* Given instruction: How many lines in the entries below contain the string "water"? Matching is case-sensitive; give only the number.

◆ ◆ ◆ ◆ ◆

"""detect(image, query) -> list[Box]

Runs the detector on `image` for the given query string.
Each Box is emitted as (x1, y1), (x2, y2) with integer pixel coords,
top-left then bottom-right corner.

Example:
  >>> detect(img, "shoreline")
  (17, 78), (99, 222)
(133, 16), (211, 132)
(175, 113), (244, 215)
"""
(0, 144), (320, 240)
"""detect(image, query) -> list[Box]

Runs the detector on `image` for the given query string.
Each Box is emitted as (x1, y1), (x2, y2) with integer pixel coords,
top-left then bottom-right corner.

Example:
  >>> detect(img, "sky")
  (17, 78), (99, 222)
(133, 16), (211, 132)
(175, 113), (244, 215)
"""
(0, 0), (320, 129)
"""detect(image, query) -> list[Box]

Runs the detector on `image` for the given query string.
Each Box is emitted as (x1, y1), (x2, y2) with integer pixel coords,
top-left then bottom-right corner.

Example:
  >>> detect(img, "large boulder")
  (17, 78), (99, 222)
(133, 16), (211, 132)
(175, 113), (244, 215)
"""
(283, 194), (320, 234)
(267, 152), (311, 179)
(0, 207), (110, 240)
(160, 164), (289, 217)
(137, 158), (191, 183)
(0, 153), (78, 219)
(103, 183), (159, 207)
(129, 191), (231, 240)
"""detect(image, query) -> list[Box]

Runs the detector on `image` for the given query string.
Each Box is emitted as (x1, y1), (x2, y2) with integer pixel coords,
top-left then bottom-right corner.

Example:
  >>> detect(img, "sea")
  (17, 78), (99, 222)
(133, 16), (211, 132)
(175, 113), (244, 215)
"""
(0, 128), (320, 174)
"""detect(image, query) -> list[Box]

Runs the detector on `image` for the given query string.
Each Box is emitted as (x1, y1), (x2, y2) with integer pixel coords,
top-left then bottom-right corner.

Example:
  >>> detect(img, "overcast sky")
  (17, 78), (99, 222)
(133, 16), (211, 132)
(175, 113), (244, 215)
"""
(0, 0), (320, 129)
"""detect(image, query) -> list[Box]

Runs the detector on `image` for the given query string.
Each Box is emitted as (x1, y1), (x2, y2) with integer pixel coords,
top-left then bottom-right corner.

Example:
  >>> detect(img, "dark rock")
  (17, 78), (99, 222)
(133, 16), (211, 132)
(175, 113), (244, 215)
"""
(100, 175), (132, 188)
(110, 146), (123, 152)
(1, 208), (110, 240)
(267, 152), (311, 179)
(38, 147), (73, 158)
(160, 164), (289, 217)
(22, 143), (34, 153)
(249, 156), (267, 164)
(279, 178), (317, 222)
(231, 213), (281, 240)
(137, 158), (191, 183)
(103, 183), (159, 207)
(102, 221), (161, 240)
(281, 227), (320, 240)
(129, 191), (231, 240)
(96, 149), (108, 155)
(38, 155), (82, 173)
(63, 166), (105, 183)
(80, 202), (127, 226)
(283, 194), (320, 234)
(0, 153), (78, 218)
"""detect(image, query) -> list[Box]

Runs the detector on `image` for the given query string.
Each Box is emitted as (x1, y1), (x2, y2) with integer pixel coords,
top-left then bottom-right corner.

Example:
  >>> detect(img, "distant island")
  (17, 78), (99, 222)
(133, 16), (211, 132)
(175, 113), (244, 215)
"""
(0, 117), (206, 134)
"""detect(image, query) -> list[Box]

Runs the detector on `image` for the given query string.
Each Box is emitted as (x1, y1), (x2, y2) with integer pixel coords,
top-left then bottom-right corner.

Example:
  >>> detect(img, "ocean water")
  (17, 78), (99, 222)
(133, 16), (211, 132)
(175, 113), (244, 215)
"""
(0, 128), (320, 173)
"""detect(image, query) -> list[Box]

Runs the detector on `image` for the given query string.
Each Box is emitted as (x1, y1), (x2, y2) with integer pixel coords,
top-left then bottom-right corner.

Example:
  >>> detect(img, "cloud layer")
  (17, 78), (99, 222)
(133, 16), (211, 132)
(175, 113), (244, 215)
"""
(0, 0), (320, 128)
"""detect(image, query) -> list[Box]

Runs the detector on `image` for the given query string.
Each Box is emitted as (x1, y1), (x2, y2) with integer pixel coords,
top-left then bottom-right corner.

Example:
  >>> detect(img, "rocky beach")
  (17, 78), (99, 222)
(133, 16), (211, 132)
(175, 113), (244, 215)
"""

◆ ◆ ◆ ◆ ◆

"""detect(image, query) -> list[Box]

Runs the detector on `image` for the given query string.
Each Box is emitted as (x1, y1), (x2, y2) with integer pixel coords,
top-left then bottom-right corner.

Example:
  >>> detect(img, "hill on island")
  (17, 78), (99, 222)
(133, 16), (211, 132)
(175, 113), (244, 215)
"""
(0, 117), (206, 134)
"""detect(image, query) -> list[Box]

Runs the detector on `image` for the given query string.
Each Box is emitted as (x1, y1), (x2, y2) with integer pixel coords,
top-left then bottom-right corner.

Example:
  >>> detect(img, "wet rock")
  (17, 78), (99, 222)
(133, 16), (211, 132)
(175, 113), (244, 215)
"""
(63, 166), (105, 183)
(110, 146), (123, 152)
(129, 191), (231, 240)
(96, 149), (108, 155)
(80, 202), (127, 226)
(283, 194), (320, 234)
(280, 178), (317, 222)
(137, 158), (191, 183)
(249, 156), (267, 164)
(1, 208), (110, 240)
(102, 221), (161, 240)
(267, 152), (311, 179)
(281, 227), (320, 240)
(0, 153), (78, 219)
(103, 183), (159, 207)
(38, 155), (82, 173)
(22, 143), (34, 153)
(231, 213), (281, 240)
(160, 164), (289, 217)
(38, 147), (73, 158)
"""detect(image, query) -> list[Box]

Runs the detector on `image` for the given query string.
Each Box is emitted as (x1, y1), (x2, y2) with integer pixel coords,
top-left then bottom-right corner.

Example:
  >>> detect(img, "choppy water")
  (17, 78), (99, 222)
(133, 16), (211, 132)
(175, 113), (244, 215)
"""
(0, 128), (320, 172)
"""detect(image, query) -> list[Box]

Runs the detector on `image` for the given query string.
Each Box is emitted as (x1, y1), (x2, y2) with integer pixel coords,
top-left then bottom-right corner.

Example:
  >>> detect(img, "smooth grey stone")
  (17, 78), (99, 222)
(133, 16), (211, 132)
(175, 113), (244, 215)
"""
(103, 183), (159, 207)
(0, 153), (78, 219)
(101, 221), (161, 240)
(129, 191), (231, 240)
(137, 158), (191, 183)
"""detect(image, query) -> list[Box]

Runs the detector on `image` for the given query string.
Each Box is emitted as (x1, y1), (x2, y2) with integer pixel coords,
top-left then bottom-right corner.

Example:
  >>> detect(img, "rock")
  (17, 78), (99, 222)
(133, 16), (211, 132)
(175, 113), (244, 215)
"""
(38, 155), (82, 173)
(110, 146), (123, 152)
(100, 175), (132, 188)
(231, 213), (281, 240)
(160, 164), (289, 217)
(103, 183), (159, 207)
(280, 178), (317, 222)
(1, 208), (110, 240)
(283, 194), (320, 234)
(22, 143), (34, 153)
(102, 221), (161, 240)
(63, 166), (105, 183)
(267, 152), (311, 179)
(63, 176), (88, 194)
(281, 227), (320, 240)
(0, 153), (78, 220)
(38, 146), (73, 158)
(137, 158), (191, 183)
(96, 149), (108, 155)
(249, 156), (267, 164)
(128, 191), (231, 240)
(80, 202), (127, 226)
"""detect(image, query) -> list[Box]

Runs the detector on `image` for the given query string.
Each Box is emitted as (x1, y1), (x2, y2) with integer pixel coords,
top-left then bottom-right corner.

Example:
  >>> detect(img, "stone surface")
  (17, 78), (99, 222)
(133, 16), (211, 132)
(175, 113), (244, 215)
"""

◆ ◆ ◆ ◆ ◆

* Response: 2